**Exercise aim**
Write down, word for word, the part of the text below on spending versus saving that runs from "To spend seems" to "Which is better?".

**Document text**
To spend seems the civic thing to do--that's what the various proposals of stimulus are for--but to save seems more prudent, since most people will likely be receiving less income in the near future, perhaps considerably less. Which is better?
Already, readers who are economists will have given their reflex response, which is to say that our goal is to predict, not advise. But we mustn't let them dodge the question in this seemingly modest way. It's not really modesty to proclaim a goal, fail spectacularly to achieve it, and then disclaim the consequences. What they did in advance of this crisis was to make available mathematical models that promised to predict the risks of certain investments but actually obscured those risks. Did not this bad prediction constitute a recommendation of such investments? Isn't this what is called "enabling"?

**Data provided**
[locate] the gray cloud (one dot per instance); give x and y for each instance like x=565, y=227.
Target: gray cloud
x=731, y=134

**Result**
To spend seems the civic thing to do--that's what the various proposals of stimulus are for--but to save seems more prudent, since most people will likely be receiving less income in the near future, perhaps considerably less. Which is better?